Records drawn from a dataset
↓↓↓
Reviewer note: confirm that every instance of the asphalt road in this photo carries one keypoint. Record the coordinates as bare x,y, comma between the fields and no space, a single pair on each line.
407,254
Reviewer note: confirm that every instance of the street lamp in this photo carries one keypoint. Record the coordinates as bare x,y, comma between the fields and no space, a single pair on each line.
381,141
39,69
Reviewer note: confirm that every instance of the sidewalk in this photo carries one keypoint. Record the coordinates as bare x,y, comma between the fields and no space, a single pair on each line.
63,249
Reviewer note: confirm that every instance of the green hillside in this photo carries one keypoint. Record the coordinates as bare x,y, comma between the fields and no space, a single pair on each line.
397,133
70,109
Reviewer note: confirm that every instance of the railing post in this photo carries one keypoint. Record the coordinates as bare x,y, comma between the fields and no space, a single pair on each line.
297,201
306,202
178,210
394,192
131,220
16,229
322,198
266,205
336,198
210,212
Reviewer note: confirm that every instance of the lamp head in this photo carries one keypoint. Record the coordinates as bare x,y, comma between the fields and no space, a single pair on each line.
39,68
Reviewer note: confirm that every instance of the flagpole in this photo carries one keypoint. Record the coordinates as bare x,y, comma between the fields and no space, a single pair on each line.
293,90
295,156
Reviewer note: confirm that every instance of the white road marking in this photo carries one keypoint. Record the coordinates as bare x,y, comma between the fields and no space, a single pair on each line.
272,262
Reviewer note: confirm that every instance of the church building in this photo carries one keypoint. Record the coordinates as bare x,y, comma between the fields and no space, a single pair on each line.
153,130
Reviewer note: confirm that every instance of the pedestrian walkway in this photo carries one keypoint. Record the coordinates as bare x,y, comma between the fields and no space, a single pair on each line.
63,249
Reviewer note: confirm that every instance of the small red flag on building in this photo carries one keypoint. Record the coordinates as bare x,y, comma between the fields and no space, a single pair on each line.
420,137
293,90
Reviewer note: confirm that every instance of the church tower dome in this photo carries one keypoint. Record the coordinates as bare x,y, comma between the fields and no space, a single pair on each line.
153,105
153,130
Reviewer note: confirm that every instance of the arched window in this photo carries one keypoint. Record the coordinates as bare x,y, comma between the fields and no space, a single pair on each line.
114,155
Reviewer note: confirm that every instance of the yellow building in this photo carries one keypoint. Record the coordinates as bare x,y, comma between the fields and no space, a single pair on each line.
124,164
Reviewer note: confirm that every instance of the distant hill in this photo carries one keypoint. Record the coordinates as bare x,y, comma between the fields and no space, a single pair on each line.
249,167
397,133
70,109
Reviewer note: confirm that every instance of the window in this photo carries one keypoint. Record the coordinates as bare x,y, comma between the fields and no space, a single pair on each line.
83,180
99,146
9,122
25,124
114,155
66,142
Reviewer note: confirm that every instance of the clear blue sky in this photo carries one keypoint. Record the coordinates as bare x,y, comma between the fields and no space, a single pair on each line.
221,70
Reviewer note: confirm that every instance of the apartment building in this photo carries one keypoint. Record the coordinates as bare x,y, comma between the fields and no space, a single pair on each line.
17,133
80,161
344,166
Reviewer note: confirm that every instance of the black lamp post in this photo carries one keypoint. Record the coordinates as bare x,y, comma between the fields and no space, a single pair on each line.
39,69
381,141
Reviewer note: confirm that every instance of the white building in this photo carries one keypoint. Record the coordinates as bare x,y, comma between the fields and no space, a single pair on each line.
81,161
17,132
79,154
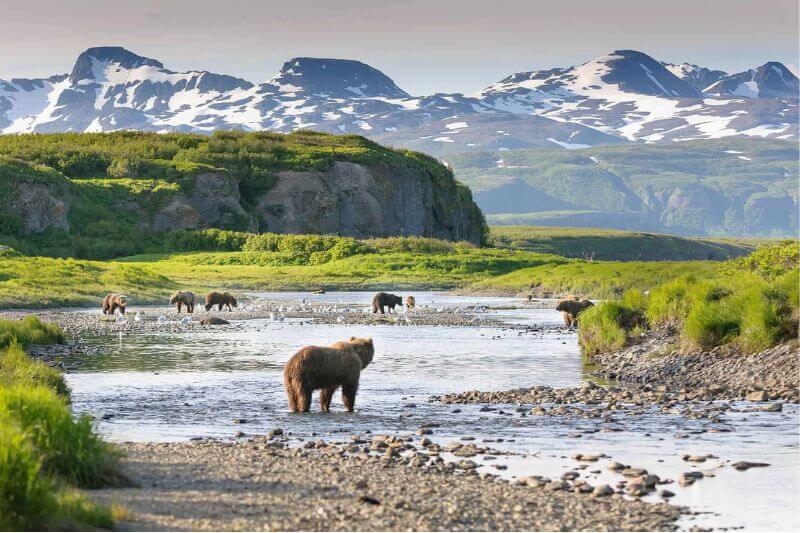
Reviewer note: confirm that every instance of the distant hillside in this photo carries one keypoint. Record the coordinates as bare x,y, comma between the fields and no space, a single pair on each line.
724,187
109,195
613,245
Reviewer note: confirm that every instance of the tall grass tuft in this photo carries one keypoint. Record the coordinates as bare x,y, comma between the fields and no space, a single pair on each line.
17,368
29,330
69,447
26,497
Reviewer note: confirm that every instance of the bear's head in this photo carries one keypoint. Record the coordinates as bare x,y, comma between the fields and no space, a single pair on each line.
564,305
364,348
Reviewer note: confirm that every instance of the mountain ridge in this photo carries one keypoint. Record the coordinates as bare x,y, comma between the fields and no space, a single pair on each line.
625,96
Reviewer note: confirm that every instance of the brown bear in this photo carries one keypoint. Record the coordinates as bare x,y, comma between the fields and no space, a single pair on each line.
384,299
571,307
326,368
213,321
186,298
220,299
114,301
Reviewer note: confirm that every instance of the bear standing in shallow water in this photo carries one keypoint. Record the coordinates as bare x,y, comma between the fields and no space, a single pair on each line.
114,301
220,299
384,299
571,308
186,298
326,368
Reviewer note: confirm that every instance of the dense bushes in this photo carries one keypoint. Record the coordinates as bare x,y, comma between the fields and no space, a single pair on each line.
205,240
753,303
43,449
↑↑↑
↓↓↓
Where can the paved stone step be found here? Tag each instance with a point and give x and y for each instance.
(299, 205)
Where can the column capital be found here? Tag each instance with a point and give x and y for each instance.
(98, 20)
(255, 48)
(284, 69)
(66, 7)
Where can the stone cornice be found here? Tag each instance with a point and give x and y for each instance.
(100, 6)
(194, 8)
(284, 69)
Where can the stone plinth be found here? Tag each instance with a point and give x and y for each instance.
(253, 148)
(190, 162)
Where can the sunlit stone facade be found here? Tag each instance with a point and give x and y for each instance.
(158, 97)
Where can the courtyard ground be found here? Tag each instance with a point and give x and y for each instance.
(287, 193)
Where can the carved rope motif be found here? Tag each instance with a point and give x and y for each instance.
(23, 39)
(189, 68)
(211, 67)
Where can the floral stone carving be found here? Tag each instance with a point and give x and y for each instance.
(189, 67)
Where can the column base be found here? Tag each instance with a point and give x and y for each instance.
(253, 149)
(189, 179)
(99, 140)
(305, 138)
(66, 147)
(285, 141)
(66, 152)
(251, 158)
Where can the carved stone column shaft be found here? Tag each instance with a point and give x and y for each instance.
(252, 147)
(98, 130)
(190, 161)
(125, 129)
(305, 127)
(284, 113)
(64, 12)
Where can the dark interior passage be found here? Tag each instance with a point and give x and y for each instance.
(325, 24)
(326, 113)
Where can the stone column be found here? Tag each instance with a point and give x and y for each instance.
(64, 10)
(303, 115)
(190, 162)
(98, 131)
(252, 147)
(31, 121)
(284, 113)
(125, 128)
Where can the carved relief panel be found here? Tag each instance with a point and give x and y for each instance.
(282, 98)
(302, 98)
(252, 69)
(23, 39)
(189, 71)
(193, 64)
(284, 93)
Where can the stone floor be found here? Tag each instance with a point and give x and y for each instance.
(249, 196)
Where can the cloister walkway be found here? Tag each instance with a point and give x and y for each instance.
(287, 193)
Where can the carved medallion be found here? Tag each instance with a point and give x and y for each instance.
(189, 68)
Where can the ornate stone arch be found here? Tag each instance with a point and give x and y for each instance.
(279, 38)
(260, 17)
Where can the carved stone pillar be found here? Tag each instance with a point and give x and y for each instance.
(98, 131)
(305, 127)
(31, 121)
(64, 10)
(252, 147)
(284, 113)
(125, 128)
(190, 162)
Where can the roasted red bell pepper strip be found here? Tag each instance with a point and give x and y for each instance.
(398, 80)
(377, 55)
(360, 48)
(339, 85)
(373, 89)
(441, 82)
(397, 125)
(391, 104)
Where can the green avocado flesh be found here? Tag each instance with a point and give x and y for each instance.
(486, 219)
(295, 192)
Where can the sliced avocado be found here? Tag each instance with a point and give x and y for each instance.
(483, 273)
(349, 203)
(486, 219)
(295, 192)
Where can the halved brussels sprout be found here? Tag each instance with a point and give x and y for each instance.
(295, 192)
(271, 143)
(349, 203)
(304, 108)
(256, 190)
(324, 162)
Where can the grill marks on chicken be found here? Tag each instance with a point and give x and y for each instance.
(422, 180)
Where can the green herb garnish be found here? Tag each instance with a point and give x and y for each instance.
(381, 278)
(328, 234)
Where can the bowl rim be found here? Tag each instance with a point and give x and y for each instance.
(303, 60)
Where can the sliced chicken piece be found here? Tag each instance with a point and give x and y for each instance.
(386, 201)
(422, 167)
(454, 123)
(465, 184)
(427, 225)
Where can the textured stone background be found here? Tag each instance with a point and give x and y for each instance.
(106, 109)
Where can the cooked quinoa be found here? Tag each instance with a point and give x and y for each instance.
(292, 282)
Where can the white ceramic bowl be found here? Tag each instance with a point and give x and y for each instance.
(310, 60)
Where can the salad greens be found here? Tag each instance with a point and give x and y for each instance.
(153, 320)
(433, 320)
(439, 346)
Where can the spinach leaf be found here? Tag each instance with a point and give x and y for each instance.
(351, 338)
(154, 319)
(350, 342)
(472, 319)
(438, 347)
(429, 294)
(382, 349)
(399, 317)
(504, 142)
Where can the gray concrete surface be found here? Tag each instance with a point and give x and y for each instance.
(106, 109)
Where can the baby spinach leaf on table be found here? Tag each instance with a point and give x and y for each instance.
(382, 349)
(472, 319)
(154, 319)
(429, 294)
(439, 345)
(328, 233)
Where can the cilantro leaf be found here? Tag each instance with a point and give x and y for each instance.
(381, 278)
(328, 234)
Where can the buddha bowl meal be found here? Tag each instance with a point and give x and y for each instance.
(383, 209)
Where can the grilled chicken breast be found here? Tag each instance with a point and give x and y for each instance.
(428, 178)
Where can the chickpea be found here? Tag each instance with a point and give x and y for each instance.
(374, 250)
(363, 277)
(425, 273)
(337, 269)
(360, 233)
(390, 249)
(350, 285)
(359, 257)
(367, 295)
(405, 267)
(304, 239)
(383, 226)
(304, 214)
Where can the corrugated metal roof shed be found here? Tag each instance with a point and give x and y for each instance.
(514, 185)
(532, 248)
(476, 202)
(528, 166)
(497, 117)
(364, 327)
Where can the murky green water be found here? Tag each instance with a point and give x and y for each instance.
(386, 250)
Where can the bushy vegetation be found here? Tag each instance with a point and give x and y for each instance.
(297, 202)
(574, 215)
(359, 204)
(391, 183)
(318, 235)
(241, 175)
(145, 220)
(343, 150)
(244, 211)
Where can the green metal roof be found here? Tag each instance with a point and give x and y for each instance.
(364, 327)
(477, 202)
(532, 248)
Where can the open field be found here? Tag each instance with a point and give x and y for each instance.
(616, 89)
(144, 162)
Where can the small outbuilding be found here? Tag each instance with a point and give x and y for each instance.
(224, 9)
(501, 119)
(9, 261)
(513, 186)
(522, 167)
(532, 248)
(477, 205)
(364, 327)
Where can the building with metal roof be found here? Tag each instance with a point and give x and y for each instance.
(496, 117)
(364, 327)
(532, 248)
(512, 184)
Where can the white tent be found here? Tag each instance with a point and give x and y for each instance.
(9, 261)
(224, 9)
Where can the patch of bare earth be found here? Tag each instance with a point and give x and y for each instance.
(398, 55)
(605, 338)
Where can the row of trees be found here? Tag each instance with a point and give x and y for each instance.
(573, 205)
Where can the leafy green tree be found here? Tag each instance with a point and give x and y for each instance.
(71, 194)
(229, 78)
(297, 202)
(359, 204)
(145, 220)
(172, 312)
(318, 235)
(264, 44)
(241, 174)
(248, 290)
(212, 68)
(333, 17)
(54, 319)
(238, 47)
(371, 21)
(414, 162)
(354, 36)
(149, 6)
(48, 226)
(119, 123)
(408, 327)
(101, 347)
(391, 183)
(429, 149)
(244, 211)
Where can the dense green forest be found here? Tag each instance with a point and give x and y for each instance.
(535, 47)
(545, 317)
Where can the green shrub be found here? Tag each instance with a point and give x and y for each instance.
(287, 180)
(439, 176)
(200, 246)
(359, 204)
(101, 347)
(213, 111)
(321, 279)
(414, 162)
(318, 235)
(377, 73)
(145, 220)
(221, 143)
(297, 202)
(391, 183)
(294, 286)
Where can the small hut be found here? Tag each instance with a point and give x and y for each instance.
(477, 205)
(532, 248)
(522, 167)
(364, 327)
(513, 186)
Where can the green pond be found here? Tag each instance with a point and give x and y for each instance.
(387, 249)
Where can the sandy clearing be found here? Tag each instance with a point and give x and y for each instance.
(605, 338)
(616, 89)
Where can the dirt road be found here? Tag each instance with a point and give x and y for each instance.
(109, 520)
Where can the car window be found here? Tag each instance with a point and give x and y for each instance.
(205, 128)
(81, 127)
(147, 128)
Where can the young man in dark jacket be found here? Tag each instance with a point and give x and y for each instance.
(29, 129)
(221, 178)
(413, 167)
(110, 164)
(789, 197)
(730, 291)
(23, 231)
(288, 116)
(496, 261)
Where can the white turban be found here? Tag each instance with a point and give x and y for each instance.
↑↑↑
» **PROBLEM STATEMENT**: Only the lines above starting at the line that holds "Where can the young" and ending at the line that holds "Where can the white turban" are to be repeated, exactly and in full.

» **ANSWER TO THIS PROBLEM**:
Where can the young man in dark jacket be found here? Tag each instance with a point and give x and y for each instance.
(29, 129)
(221, 178)
(413, 167)
(110, 164)
(789, 197)
(730, 291)
(23, 231)
(288, 116)
(496, 261)
Where can the white turban be found here? Tag each instance with a point and give x and y for each instance.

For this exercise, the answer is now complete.